▶ Source records:
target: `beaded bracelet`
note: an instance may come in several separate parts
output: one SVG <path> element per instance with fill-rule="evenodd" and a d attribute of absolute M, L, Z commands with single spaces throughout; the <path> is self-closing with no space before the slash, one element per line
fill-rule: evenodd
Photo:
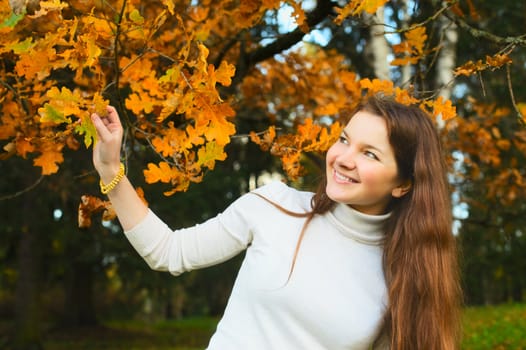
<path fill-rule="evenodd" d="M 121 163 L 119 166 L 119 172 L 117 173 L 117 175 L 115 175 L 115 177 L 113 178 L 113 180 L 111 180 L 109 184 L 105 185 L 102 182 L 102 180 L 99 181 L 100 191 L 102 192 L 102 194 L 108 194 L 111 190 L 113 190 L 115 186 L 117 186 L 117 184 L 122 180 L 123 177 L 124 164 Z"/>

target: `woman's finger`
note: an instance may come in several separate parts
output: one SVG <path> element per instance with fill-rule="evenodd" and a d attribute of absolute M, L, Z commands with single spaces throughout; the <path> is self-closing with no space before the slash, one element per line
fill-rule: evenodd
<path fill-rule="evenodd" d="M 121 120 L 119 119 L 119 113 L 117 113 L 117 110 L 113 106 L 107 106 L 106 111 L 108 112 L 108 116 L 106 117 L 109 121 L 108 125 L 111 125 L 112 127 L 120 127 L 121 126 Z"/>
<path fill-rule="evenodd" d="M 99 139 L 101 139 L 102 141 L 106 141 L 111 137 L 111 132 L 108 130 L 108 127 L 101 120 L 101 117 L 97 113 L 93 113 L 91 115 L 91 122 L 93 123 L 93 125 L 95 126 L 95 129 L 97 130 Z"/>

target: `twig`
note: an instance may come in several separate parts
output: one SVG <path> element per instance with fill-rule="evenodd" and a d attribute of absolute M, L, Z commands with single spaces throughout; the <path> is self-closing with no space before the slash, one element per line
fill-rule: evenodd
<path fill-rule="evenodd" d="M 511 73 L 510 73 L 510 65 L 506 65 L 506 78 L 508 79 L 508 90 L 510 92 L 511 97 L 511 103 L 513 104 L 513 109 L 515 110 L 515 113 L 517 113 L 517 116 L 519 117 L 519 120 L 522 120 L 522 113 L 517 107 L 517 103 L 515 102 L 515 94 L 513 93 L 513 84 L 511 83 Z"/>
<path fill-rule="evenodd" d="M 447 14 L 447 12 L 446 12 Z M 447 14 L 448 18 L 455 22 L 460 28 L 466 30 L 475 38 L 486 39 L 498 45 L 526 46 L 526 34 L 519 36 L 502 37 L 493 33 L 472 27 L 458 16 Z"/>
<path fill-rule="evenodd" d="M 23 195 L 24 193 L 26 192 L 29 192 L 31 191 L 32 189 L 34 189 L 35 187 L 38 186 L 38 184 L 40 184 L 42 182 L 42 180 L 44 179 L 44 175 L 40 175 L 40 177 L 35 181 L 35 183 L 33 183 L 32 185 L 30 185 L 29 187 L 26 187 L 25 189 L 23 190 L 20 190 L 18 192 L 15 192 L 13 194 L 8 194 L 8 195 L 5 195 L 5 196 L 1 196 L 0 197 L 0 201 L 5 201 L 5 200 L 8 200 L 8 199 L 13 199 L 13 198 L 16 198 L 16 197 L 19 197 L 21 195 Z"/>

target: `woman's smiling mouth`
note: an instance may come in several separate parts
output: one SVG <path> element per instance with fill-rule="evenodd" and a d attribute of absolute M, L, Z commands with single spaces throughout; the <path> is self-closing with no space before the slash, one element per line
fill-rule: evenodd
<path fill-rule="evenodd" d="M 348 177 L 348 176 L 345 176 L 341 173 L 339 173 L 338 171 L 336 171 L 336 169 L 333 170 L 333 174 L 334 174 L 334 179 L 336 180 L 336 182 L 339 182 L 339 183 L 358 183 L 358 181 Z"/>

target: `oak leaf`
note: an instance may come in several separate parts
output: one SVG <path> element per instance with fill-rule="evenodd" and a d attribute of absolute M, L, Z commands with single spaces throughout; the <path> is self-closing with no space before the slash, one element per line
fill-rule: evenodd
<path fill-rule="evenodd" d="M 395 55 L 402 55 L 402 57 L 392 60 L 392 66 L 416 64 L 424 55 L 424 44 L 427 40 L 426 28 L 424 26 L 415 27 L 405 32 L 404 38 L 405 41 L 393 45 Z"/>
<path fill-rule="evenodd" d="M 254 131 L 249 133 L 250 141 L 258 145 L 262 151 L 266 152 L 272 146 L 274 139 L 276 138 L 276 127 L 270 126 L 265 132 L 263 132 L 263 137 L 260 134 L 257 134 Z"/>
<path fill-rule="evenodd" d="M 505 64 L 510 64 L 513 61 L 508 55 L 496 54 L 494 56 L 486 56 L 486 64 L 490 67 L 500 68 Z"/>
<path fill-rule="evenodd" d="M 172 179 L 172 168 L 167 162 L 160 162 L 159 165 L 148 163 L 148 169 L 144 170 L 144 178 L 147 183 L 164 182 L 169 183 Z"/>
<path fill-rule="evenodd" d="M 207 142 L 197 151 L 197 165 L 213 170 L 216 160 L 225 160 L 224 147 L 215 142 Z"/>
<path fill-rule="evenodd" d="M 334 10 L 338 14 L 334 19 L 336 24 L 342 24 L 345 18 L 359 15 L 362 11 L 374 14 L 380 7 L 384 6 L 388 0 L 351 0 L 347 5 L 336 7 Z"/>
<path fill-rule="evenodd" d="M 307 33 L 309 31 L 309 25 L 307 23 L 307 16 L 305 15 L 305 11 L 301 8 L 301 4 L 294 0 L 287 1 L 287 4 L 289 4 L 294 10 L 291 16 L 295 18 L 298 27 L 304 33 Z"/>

▶ Task directions: What is needed is a verbatim transcription of the records, minus the pictures.

▶ Solution:
target: `beaded bracelet`
note: an instance may come in several separate parts
output: one SVG <path> element per instance with fill-rule="evenodd" and a d attribute of absolute M, L, Z commands with single spaces throughout; the <path> is self-closing with no space before the slash, one element per line
fill-rule: evenodd
Photo:
<path fill-rule="evenodd" d="M 121 163 L 119 166 L 119 172 L 117 173 L 117 175 L 115 175 L 115 177 L 113 178 L 113 180 L 111 180 L 109 184 L 105 185 L 102 182 L 102 180 L 99 181 L 100 191 L 102 192 L 102 194 L 108 194 L 111 190 L 113 190 L 115 186 L 117 186 L 117 184 L 122 180 L 123 177 L 124 164 Z"/>

target: `woman's finger`
note: an instance may come in several separate parts
output: one SVG <path> element per instance with fill-rule="evenodd" and a d attribute of absolute M, L, Z commands with single spaces throughout; the <path> is self-closing with no space before the slash, one element per line
fill-rule: evenodd
<path fill-rule="evenodd" d="M 121 120 L 119 119 L 119 113 L 117 113 L 117 110 L 113 106 L 107 106 L 106 111 L 108 112 L 108 116 L 106 117 L 109 121 L 108 125 L 111 125 L 112 127 L 120 127 L 121 126 Z"/>
<path fill-rule="evenodd" d="M 99 139 L 101 139 L 102 141 L 106 141 L 111 137 L 111 132 L 108 130 L 108 127 L 101 120 L 101 117 L 97 113 L 93 113 L 91 115 L 91 122 L 93 123 L 93 125 L 95 126 L 95 129 L 97 130 Z"/>

target: `twig`
note: an instance may come in several separate parts
output: one SVG <path> element per instance with fill-rule="evenodd" and a d attribute of absolute M, L, Z commands with single spaces throughout; the <path> is self-closing with no space before the slash, one element per line
fill-rule: evenodd
<path fill-rule="evenodd" d="M 511 73 L 510 73 L 510 65 L 506 65 L 506 78 L 508 79 L 508 90 L 510 92 L 511 97 L 511 103 L 513 104 L 513 109 L 515 110 L 515 113 L 517 113 L 517 116 L 519 117 L 519 120 L 522 120 L 522 113 L 517 107 L 517 103 L 515 102 L 515 94 L 513 93 L 513 84 L 511 83 Z"/>
<path fill-rule="evenodd" d="M 447 14 L 447 12 L 446 12 Z M 447 14 L 448 18 L 455 22 L 460 28 L 466 30 L 475 38 L 486 39 L 498 45 L 526 46 L 526 34 L 519 36 L 502 37 L 493 33 L 472 27 L 458 16 Z"/>
<path fill-rule="evenodd" d="M 23 195 L 24 193 L 26 192 L 29 192 L 31 191 L 32 189 L 34 189 L 35 187 L 38 186 L 38 184 L 40 184 L 42 182 L 42 180 L 44 179 L 44 175 L 40 175 L 40 177 L 35 181 L 35 183 L 33 183 L 32 185 L 30 185 L 29 187 L 26 187 L 25 189 L 23 190 L 20 190 L 18 192 L 15 192 L 13 194 L 8 194 L 8 195 L 5 195 L 5 196 L 1 196 L 0 197 L 0 201 L 5 201 L 5 200 L 8 200 L 8 199 L 13 199 L 13 198 L 16 198 L 16 197 L 19 197 L 21 195 Z"/>

target: `woman's smiling mouth`
note: an instance may come in several separate parts
output: one SVG <path> element per instance with fill-rule="evenodd" and a d attribute of absolute M, L, Z commands with single spaces throughout; the <path> is self-closing with no space before the slash, one element per line
fill-rule: evenodd
<path fill-rule="evenodd" d="M 348 177 L 348 176 L 345 176 L 341 173 L 339 173 L 338 171 L 336 171 L 336 169 L 333 170 L 333 174 L 334 174 L 334 179 L 336 180 L 336 182 L 339 182 L 339 183 L 358 183 L 358 181 Z"/>

target: `oak leaf`
note: an instance may come in several separate parts
output: one SVG <path> element per instance with fill-rule="evenodd" and a d attribute of absolute M, L, Z commands with single spaces throughout; the <path> is self-closing with no space before the slash, one element per line
fill-rule: evenodd
<path fill-rule="evenodd" d="M 395 55 L 402 55 L 402 57 L 392 60 L 392 66 L 416 64 L 424 55 L 424 44 L 427 40 L 426 28 L 424 26 L 415 27 L 405 32 L 404 38 L 405 41 L 393 45 Z"/>
<path fill-rule="evenodd" d="M 254 131 L 249 133 L 250 141 L 258 145 L 262 151 L 266 152 L 272 146 L 274 139 L 276 138 L 276 127 L 270 126 L 265 132 L 263 132 L 263 137 L 260 134 L 257 134 Z"/>
<path fill-rule="evenodd" d="M 505 64 L 510 64 L 513 61 L 508 55 L 496 54 L 494 56 L 486 56 L 486 64 L 490 67 L 500 68 Z"/>
<path fill-rule="evenodd" d="M 172 179 L 172 168 L 167 162 L 160 162 L 159 165 L 148 163 L 148 169 L 144 170 L 144 178 L 147 183 L 164 182 L 169 183 Z"/>
<path fill-rule="evenodd" d="M 207 142 L 197 151 L 197 165 L 213 170 L 216 160 L 225 160 L 224 147 L 215 142 Z"/>
<path fill-rule="evenodd" d="M 334 10 L 338 14 L 334 19 L 336 24 L 342 24 L 345 18 L 359 15 L 362 11 L 374 14 L 380 7 L 384 6 L 388 0 L 351 0 L 347 5 L 336 7 Z"/>
<path fill-rule="evenodd" d="M 307 33 L 309 31 L 309 25 L 307 23 L 307 16 L 305 15 L 305 11 L 301 8 L 301 4 L 294 0 L 287 1 L 287 4 L 289 4 L 294 10 L 291 16 L 295 18 L 298 27 L 304 33 Z"/>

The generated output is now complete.